## [Exercise instructions]
Look below for the line containing "# for every instance of the standing"; from there through the line containing "# for every instance of the overcast", both lines included, please set down each line exactly and nothing else.

*** Material provided ***

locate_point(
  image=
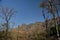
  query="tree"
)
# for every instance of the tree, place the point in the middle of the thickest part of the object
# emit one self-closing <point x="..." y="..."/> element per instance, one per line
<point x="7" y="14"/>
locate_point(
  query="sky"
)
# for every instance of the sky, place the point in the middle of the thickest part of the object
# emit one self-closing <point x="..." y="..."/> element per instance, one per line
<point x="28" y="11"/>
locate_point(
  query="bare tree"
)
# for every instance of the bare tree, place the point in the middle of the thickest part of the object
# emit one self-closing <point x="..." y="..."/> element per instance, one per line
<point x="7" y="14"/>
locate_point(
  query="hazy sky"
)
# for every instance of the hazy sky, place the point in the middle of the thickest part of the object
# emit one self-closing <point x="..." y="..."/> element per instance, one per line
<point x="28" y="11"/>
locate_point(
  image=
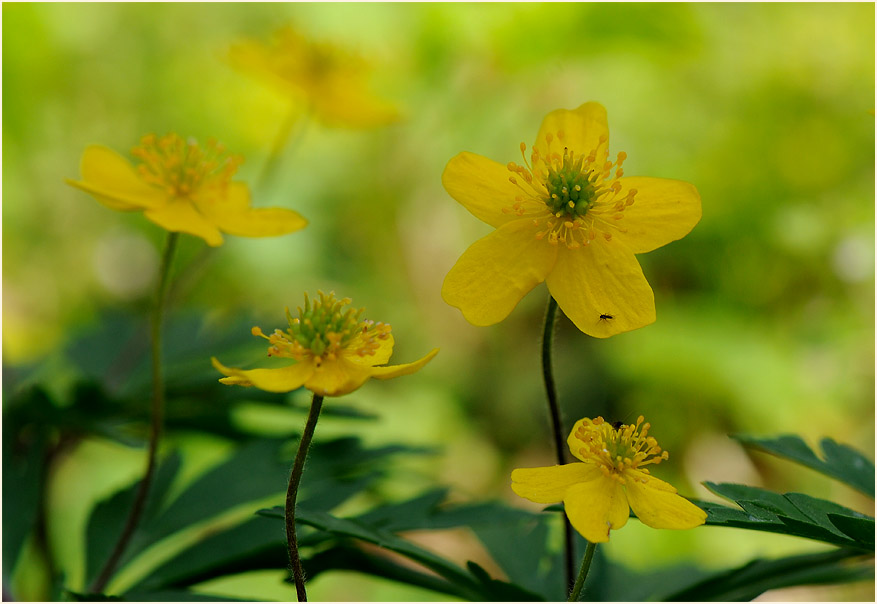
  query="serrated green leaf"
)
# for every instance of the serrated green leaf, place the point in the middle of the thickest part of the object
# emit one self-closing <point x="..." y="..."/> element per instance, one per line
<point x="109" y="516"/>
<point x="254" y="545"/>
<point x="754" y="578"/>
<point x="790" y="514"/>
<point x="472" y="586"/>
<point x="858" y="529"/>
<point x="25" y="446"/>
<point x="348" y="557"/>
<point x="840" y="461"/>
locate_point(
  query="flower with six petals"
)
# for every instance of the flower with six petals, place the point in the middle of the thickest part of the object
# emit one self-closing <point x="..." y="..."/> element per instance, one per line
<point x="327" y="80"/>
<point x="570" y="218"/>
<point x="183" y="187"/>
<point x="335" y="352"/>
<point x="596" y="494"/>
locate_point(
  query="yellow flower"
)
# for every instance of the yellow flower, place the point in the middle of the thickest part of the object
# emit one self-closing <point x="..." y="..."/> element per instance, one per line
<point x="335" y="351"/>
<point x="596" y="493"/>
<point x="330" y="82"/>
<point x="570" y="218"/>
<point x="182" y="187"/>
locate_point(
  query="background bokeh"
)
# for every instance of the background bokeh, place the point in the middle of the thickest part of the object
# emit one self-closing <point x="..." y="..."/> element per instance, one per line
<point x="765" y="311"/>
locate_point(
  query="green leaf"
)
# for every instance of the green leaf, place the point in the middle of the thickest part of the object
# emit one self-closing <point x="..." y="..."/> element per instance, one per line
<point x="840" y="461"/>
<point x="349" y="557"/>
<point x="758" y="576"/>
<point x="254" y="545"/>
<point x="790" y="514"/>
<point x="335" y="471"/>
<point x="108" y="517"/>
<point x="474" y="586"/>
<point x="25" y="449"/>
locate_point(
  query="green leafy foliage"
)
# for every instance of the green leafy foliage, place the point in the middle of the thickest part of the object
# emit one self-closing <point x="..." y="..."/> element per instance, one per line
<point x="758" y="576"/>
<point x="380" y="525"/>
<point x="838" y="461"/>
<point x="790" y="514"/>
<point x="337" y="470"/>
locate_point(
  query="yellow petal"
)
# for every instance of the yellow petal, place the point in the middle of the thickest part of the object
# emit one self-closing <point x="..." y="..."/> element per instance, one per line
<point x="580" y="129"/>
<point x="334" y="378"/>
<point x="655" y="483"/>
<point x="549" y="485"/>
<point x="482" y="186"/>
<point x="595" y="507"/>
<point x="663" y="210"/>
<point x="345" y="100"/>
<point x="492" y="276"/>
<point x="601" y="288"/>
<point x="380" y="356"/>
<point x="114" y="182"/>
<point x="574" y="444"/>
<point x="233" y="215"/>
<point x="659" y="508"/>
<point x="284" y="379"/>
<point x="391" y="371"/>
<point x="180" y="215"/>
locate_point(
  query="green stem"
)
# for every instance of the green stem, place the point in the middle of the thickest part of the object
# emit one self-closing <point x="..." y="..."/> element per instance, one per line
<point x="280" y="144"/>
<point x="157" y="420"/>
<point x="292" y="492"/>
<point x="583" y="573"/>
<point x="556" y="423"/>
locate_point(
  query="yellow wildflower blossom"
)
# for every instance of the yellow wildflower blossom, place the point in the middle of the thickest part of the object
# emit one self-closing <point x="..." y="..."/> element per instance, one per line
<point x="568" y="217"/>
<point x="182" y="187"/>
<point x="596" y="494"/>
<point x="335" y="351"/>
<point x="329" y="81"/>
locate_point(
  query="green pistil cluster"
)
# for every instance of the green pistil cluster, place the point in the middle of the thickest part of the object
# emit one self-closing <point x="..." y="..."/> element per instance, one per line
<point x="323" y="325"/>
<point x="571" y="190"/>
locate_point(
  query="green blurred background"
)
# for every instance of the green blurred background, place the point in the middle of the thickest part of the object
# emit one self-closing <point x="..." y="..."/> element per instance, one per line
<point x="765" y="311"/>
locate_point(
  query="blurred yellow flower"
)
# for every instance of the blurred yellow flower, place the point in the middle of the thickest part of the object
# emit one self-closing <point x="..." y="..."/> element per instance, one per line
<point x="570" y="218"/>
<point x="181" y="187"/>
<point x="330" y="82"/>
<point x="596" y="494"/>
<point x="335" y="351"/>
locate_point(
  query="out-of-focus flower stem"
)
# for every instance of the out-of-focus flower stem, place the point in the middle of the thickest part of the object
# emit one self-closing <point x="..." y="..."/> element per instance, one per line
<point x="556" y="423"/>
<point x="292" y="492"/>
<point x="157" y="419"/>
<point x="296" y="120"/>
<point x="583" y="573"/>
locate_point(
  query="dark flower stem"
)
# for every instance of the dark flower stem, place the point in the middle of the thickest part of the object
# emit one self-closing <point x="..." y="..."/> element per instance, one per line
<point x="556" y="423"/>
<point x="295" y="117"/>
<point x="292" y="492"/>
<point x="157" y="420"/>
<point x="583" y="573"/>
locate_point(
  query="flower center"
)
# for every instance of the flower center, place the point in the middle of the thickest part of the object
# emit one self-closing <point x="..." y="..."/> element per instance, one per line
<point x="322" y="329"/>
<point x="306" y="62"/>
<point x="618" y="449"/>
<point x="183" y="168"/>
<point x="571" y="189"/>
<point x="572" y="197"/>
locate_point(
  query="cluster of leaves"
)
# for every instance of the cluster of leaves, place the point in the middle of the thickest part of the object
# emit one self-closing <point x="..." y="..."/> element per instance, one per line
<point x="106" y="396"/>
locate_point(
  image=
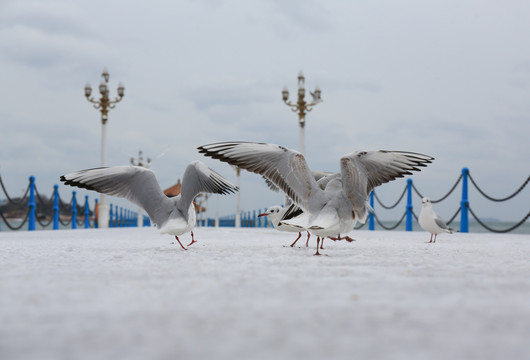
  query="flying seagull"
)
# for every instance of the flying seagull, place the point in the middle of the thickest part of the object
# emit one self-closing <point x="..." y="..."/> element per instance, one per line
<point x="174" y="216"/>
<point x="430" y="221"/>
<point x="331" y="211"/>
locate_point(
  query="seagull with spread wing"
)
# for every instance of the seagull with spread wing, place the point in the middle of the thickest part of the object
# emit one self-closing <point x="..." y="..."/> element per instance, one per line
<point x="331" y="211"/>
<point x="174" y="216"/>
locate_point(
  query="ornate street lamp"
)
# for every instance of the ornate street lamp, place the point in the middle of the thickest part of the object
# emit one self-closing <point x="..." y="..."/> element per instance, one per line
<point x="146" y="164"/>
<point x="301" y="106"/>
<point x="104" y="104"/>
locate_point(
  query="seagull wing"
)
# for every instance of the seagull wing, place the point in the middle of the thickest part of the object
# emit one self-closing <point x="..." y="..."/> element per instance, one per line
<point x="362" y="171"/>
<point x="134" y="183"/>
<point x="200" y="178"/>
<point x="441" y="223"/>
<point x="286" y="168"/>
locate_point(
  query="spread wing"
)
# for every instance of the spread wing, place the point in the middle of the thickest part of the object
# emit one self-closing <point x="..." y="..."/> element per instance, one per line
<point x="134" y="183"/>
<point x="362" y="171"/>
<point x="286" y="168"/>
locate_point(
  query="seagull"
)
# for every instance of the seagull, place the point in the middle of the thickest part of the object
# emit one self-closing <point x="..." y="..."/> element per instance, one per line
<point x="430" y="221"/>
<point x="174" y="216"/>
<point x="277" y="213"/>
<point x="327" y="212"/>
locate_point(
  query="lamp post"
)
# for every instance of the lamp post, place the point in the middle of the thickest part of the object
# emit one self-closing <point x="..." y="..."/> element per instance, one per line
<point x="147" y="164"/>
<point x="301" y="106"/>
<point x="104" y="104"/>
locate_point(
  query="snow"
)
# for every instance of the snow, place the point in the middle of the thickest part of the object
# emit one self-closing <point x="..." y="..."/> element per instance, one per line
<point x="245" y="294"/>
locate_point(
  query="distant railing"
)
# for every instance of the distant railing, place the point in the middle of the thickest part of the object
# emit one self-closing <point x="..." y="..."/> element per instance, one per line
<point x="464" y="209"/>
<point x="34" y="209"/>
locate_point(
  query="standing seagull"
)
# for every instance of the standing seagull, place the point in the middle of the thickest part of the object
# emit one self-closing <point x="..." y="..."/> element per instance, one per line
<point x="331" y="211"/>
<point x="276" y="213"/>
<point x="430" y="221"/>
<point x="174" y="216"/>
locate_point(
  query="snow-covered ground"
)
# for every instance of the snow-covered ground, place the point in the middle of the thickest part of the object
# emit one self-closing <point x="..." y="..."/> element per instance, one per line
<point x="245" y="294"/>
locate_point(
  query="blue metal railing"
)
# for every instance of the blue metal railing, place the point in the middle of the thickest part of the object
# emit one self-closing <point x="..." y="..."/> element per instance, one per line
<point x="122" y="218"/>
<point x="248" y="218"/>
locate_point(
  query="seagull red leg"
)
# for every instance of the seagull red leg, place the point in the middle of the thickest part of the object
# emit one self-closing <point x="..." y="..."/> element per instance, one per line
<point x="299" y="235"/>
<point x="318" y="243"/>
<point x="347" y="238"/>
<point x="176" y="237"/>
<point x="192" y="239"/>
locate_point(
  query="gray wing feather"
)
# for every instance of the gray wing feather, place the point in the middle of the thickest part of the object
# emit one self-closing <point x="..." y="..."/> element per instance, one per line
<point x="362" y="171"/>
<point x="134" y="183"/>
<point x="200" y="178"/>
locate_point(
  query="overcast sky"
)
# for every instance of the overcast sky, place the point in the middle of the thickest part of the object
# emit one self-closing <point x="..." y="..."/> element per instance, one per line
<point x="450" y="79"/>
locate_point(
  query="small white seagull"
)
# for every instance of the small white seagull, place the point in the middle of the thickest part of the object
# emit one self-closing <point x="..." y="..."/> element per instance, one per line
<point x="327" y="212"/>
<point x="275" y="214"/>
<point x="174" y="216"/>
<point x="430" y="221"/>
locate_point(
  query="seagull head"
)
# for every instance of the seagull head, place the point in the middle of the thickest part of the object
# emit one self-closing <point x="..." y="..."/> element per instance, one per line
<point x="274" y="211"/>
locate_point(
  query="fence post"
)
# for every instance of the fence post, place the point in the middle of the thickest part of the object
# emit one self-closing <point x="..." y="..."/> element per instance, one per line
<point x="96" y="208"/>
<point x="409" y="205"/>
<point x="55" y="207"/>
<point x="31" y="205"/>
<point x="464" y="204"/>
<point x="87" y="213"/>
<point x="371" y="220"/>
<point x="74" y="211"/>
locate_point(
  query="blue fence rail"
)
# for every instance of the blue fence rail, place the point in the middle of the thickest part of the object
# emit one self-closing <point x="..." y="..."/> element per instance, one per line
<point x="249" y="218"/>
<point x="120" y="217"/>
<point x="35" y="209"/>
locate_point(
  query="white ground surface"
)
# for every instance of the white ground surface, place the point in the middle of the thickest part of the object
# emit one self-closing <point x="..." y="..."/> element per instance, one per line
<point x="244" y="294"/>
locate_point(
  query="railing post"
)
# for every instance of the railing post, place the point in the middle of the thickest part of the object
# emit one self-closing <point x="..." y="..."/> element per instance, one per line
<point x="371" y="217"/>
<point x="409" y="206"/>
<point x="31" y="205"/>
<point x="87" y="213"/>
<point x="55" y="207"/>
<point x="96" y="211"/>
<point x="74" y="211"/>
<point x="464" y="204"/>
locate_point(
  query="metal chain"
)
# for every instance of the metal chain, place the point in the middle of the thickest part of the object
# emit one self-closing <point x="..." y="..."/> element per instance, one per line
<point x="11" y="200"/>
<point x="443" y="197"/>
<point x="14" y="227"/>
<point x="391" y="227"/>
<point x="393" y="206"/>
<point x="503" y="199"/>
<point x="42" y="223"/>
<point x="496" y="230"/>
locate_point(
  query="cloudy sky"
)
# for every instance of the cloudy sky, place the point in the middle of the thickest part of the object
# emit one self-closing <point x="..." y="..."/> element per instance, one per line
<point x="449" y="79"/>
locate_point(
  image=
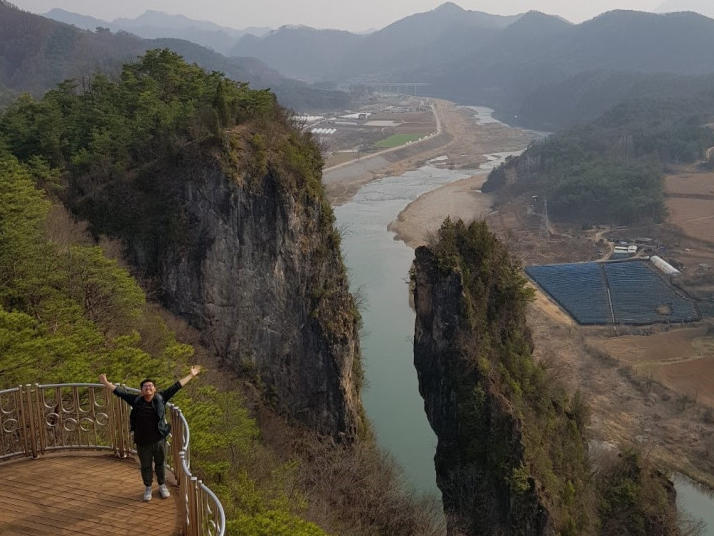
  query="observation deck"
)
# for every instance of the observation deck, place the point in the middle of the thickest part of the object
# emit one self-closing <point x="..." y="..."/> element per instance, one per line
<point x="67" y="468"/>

*** End of Material provided ***

## [Solution for this problem]
# for every instance of the standing seagull, place the point in the middle of the thickest part of the object
# emit one self-closing <point x="..." y="..."/> element per instance, one per line
<point x="331" y="211"/>
<point x="276" y="213"/>
<point x="430" y="221"/>
<point x="174" y="216"/>
locate_point(
  query="snow-covered ground"
)
# for every instance of the snow-covered ground, place the point in the middle of the thickest part of the object
# emit one self-closing <point x="..." y="..."/> element per instance, one per line
<point x="245" y="294"/>
locate_point(
  query="blue metal railing"
)
# for every instance of the blue metal railing, place the point in the middle of the thickest part of the object
# emit one self-closing <point x="..." y="..."/> element per instance, one per line
<point x="122" y="218"/>
<point x="248" y="218"/>
locate_point(
  query="seagull red leg"
)
# for every instance of the seagull red leg, place the point in the middle of the thickest part of the object
# emit one self-closing <point x="..." y="..."/> element per instance, one per line
<point x="299" y="235"/>
<point x="318" y="243"/>
<point x="347" y="238"/>
<point x="176" y="237"/>
<point x="192" y="239"/>
locate_point(
  query="gray wing feather"
)
# for every instance of the gray wing feather, place the point in the middle of the thickest part of the object
# emit one self-closing <point x="..." y="..."/> element per instance, one per line
<point x="362" y="171"/>
<point x="134" y="183"/>
<point x="200" y="178"/>
locate_point(
  query="overcast sky"
)
# for every instance of the overcast sky, place the point in the middle of the thickest part of the object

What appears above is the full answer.